42 C.F.R. § 424.535(a)(2)(i) and (ii) authorizes CMS to revoke a currently enrolled provider or supplier’s5 Medicare enrollment if any owner, managing employee, authorized or delegated official, medical director, supervising physician, or other health care personnel of the provider or supplier is excluded from the Medicare, Medicaid, and any other federal health care program or is debarred, suspended, or otherwise excluded from participating in accordance with other designated regulations.  Furthermore, under 42 C.F.R. § 424.535(a)(4), CMS may revoke a currently enrolled supplier’s Medicare billing privileges if the supplier certifies misleading or false information as “true” on the application to maintain enrollment in the Medicare program.  Specifically, this includes CMS’s authority to revoke a supplier’s enrollment, where the supplier falsely certifies that it had no final adverse actions against it.  A final adverse action is defined to include an exclusion or debarment from participation in a federal or state health care program.  42 C.F.R. § 424.502(5).

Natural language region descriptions

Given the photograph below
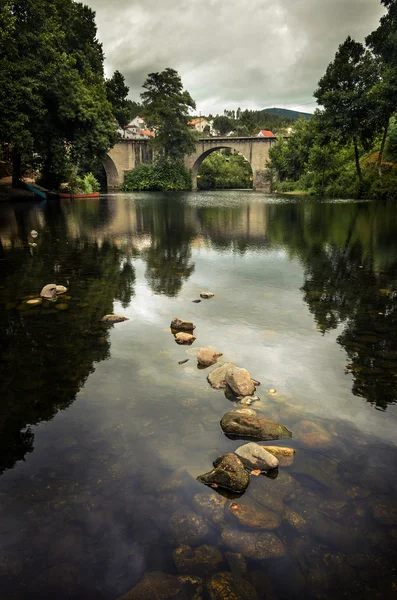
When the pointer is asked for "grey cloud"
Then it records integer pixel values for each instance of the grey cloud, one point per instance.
(248, 53)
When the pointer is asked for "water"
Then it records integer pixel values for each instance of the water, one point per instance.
(102, 432)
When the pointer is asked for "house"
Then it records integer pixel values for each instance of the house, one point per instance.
(135, 130)
(265, 133)
(200, 124)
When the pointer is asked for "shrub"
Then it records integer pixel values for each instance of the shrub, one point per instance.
(163, 175)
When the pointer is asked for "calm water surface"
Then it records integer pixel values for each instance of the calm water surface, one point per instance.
(103, 433)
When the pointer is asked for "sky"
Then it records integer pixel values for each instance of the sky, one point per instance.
(249, 53)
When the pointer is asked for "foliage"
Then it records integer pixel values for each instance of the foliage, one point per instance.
(224, 171)
(116, 92)
(52, 90)
(165, 174)
(166, 110)
(88, 184)
(223, 124)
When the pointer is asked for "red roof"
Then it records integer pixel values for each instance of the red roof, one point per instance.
(267, 133)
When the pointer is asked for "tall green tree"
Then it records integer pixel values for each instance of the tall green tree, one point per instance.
(117, 91)
(343, 92)
(383, 43)
(52, 89)
(166, 109)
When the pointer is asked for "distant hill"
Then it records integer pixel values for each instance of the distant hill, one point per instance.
(286, 113)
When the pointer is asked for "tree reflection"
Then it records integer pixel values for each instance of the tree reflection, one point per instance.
(168, 259)
(349, 279)
(47, 354)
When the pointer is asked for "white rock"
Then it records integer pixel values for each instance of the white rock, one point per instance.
(256, 457)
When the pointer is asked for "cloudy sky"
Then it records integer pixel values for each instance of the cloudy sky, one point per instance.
(230, 53)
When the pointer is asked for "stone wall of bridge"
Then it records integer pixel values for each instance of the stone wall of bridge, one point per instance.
(127, 154)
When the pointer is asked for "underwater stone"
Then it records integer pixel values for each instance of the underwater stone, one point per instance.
(256, 457)
(207, 357)
(203, 560)
(229, 473)
(245, 422)
(180, 325)
(184, 338)
(226, 586)
(114, 319)
(155, 585)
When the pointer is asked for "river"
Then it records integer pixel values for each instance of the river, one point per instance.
(103, 432)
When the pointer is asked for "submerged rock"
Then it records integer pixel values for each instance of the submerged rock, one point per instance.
(217, 377)
(245, 422)
(114, 319)
(229, 473)
(207, 357)
(313, 435)
(258, 545)
(60, 289)
(251, 515)
(212, 505)
(240, 382)
(284, 455)
(237, 563)
(35, 302)
(256, 457)
(155, 585)
(49, 291)
(180, 325)
(184, 338)
(188, 527)
(203, 560)
(226, 586)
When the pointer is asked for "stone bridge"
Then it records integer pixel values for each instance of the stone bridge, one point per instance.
(127, 154)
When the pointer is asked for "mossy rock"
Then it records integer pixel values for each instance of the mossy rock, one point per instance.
(62, 306)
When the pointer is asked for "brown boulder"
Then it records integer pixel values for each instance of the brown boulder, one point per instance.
(207, 357)
(245, 422)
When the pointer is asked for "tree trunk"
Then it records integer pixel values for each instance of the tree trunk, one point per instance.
(382, 148)
(16, 168)
(360, 175)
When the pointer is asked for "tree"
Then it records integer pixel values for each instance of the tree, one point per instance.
(116, 92)
(52, 90)
(223, 124)
(382, 42)
(343, 91)
(166, 109)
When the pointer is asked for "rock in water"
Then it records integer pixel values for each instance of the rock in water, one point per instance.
(49, 291)
(207, 357)
(114, 319)
(240, 382)
(226, 586)
(61, 289)
(229, 473)
(313, 435)
(184, 338)
(180, 325)
(258, 545)
(203, 560)
(285, 456)
(255, 456)
(154, 585)
(217, 377)
(253, 516)
(245, 422)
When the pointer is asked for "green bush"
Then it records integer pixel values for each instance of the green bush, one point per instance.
(162, 175)
(88, 184)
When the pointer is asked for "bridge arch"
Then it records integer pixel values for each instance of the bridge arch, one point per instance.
(198, 162)
(112, 174)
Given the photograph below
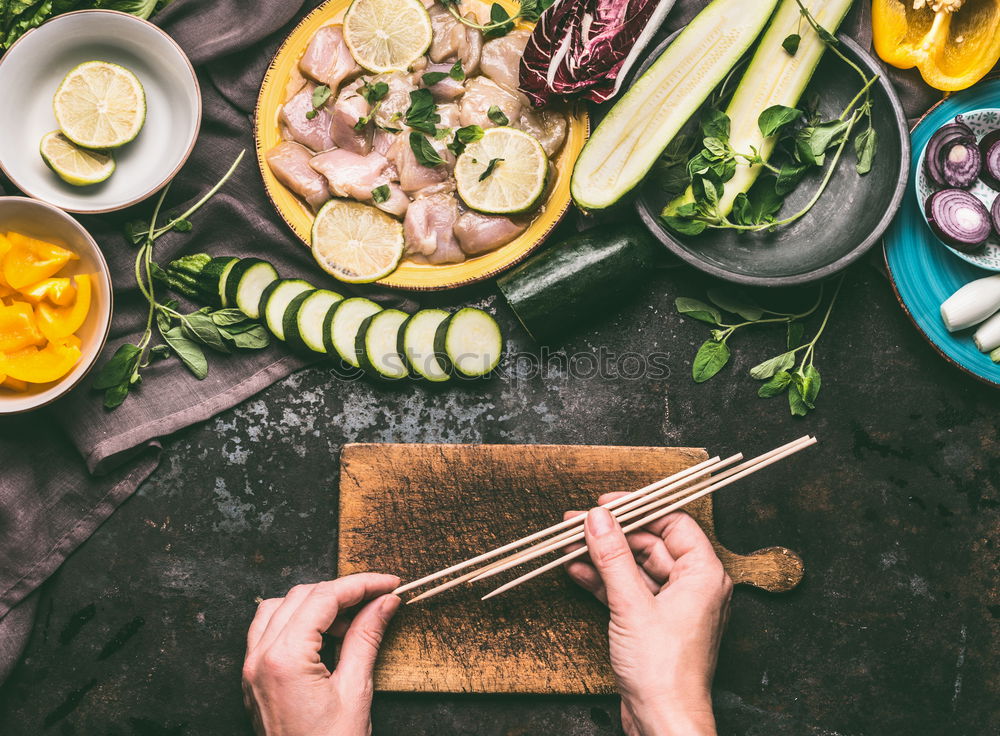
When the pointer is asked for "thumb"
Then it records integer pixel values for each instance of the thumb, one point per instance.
(362, 640)
(611, 555)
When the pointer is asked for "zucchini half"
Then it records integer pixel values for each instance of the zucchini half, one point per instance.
(416, 344)
(341, 327)
(377, 341)
(246, 282)
(470, 342)
(275, 303)
(773, 77)
(629, 140)
(304, 319)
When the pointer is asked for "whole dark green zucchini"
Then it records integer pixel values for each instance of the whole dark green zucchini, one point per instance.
(552, 292)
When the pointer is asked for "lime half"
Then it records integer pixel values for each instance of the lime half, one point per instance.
(387, 35)
(503, 172)
(100, 105)
(74, 165)
(355, 242)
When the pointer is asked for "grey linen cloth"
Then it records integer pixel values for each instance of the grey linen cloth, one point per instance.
(67, 468)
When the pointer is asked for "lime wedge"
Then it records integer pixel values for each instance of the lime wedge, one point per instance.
(503, 172)
(387, 35)
(74, 165)
(355, 242)
(100, 105)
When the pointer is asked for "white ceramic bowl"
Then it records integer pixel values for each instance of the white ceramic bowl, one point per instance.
(982, 122)
(32, 69)
(43, 221)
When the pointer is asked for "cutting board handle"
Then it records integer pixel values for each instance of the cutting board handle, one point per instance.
(774, 569)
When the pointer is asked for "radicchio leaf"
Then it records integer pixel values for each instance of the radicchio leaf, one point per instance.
(585, 48)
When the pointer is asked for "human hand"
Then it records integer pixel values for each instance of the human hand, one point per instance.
(286, 687)
(669, 601)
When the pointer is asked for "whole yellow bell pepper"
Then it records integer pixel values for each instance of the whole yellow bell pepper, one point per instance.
(954, 43)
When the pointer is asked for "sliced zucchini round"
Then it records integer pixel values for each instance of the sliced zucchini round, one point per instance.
(275, 303)
(378, 341)
(470, 342)
(213, 276)
(341, 327)
(304, 319)
(246, 282)
(416, 344)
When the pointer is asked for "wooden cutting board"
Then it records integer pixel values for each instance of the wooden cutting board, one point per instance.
(415, 509)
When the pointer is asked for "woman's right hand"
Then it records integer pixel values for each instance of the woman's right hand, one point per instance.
(668, 595)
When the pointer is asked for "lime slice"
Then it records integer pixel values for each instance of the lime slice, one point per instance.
(74, 165)
(387, 35)
(503, 172)
(355, 242)
(100, 105)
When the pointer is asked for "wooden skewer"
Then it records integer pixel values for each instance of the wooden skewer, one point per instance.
(574, 525)
(751, 466)
(645, 507)
(701, 468)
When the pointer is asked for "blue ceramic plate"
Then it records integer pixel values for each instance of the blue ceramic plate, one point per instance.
(923, 272)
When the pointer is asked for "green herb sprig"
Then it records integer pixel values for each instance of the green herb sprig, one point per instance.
(501, 22)
(184, 335)
(793, 372)
(808, 138)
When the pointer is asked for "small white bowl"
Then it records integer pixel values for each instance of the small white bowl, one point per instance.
(39, 220)
(32, 69)
(981, 121)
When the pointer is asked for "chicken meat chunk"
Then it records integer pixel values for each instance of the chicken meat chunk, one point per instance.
(290, 164)
(314, 134)
(429, 229)
(351, 175)
(327, 59)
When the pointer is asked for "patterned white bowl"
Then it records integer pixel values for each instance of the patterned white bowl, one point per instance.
(981, 121)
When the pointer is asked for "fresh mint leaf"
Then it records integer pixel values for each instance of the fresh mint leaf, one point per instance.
(711, 358)
(767, 369)
(490, 167)
(423, 151)
(497, 115)
(775, 118)
(865, 147)
(684, 225)
(698, 310)
(191, 355)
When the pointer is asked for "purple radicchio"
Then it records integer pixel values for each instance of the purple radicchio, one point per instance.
(585, 48)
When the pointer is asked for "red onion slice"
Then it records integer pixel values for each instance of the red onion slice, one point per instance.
(958, 219)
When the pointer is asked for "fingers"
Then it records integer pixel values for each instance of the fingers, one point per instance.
(317, 612)
(362, 641)
(612, 558)
(265, 610)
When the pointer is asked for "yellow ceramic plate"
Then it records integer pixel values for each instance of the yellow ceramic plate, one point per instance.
(408, 275)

#### What is needed:
According to the Medicare enrollment passage, what does a final adverse action include?

#### Response below:
An exclusion or debarment from participation in a federal or state health care program.